FRAGMENTO SELECCIONADO.
"Sabemos que lo nuestro es imposible. Lo sabíamos desde un principio. Eso no significa que no sea cierto. Lo es. Es imposible. Quiero saber que estás vivo en alguna parte, que de vez en cuando piensas en mi. Quiero saber que hay algo más en esta vida..."
Tristán e Isolda.
“El hombre dice: mi ángel; la mujer suspira: mamá, mamá, y estos dos imbéciles están persuadidos de que piensan lo mismo” Baudelaire.
Basta la menor prueba física o moral para sumergir en su soledad esencial a los enamorados qué solo están unidos por la carne o por el sueño. Somos solo nosotros… Esta máscara que cubre el “soy solo yo” no tarda en rasgarse, colocando al desnudo el egoísmo que disimula.

MATERIAL DE PARTIDA.
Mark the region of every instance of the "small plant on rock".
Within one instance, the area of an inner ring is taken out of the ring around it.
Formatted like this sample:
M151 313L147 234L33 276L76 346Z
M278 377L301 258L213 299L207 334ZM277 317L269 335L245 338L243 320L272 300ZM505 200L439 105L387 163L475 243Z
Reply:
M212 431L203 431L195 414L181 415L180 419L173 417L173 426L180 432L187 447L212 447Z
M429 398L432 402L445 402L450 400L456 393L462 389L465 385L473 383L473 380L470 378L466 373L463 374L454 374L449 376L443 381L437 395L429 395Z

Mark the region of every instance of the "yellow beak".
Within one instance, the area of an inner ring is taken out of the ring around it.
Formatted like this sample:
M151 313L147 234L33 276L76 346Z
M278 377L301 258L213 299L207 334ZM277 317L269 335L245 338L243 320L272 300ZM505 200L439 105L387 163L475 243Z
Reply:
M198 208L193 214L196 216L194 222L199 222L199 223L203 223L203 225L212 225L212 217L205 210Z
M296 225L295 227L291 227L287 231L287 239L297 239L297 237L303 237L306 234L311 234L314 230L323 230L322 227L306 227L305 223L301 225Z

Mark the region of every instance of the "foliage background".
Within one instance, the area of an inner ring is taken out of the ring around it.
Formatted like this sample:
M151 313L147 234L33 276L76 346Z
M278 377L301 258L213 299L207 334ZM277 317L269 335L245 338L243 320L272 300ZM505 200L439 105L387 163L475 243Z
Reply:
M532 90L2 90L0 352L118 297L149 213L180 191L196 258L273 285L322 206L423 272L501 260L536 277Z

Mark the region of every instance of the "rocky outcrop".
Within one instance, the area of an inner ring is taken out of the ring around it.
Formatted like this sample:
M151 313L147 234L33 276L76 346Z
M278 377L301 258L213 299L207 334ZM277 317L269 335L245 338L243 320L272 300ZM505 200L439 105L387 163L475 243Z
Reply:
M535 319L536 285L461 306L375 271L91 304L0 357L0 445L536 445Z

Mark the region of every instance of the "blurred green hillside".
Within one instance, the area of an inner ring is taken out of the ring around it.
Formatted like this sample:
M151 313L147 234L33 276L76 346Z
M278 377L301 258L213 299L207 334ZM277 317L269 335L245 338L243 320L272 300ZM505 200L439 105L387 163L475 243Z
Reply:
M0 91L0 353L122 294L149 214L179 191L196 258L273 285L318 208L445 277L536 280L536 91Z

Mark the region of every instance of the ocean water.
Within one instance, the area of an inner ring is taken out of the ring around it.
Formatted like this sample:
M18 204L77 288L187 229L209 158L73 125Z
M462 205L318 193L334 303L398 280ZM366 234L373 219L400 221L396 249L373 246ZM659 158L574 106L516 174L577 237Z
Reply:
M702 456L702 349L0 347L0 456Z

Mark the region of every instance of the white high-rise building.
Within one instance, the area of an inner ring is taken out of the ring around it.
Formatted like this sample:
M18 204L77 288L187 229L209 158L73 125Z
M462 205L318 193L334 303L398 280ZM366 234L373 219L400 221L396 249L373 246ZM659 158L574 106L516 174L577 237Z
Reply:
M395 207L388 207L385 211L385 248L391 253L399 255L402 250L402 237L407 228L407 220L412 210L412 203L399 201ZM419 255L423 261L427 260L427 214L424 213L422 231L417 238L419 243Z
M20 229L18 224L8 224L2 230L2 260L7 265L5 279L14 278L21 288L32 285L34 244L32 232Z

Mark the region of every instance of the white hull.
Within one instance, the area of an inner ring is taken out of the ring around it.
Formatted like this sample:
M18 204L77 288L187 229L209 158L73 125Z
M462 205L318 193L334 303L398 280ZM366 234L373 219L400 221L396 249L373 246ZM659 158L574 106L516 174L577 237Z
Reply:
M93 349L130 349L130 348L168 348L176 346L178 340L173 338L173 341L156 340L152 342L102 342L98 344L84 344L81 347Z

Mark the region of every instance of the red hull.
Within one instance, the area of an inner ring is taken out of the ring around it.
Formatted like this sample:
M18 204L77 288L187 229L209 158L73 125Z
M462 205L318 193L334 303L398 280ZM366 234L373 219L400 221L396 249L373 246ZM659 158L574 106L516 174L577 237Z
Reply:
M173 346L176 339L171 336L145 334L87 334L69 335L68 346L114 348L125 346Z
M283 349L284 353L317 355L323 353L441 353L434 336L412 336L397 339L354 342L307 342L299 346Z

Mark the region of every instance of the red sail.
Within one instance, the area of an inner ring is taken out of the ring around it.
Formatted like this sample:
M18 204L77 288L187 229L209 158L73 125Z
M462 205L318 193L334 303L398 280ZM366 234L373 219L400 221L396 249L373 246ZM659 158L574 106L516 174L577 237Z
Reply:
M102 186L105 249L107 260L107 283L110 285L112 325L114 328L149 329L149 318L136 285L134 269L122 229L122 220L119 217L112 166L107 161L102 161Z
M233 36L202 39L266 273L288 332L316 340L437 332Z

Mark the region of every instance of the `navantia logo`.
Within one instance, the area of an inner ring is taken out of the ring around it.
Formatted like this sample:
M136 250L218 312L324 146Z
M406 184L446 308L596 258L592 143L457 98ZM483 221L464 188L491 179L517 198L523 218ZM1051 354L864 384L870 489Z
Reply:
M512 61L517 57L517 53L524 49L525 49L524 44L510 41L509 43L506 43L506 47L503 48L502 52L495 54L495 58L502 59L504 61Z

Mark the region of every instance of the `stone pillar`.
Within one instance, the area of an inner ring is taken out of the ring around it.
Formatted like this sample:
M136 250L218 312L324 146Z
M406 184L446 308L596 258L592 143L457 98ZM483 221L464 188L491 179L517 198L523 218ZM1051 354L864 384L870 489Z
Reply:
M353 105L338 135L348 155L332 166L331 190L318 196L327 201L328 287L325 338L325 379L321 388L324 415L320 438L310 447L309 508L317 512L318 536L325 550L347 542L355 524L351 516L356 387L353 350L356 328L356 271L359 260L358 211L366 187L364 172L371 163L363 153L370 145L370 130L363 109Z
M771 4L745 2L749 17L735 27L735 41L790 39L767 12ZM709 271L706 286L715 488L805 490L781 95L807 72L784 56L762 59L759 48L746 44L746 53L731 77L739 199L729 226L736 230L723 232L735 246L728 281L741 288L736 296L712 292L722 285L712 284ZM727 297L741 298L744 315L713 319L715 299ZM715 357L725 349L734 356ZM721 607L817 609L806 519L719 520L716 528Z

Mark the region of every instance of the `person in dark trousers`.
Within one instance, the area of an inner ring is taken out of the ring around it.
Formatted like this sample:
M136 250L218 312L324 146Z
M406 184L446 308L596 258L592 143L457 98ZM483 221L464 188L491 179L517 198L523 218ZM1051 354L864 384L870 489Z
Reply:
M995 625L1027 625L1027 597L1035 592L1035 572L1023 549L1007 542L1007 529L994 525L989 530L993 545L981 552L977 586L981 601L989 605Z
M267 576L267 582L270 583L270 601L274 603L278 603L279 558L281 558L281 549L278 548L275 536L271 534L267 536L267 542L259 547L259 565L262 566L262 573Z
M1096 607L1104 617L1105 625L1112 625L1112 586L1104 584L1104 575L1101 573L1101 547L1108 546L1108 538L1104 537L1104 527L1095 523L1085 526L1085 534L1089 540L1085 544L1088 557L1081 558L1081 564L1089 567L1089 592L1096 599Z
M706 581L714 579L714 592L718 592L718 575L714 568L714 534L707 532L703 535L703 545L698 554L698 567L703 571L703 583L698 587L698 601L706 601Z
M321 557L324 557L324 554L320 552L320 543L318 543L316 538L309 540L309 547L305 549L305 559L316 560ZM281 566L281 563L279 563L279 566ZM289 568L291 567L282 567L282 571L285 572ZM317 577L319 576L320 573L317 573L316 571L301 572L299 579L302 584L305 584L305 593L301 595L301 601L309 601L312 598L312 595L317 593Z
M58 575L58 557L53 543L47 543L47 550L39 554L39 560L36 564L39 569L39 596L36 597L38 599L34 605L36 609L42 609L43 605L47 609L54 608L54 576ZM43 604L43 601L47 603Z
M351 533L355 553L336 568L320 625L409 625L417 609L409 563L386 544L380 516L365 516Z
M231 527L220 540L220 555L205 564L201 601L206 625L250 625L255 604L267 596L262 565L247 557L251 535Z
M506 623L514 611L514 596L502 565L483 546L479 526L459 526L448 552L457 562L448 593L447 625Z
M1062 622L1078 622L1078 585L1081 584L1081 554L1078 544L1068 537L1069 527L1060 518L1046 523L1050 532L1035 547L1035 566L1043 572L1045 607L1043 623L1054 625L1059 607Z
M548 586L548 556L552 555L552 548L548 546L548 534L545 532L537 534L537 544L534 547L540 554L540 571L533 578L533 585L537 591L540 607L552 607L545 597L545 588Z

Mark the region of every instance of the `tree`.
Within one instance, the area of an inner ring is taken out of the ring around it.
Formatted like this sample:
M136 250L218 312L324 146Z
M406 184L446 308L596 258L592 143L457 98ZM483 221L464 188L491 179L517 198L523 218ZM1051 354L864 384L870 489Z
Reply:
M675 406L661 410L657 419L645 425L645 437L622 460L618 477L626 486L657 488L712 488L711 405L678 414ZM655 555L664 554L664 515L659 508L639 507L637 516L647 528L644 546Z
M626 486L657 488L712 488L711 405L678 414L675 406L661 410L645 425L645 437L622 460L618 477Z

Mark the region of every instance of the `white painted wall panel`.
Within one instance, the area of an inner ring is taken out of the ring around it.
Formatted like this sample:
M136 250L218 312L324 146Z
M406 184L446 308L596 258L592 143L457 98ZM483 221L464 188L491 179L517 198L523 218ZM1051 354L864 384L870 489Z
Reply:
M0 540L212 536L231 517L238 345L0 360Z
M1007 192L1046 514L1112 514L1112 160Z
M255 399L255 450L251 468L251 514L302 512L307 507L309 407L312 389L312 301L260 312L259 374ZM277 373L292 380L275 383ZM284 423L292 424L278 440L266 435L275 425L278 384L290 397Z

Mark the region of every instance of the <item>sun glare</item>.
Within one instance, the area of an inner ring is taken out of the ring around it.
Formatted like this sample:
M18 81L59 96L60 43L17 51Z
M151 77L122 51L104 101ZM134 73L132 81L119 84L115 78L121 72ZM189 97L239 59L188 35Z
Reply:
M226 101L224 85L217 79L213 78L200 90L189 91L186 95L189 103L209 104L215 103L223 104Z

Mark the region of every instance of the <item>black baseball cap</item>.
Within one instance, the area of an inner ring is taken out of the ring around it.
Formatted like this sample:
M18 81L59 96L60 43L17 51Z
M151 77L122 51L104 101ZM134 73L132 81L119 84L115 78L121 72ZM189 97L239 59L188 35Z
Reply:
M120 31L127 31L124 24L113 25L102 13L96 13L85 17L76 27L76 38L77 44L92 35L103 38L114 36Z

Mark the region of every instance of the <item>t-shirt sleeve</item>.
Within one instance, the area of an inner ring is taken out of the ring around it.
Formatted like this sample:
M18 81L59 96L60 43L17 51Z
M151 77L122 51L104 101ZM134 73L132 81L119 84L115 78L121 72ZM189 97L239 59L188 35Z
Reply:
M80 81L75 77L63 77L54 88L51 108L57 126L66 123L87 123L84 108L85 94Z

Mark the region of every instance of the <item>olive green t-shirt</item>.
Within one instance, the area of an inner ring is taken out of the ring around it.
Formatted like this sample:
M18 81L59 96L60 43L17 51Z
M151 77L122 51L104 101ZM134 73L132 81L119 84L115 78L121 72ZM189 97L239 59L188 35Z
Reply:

EL PROBLEMA.
Enumera todos los nombres propios de persona que aparecen en el fragmento seleccionado.

SOLUCIÓN DEL EJERCICIO.
Tristán, Isolda, Baudelaire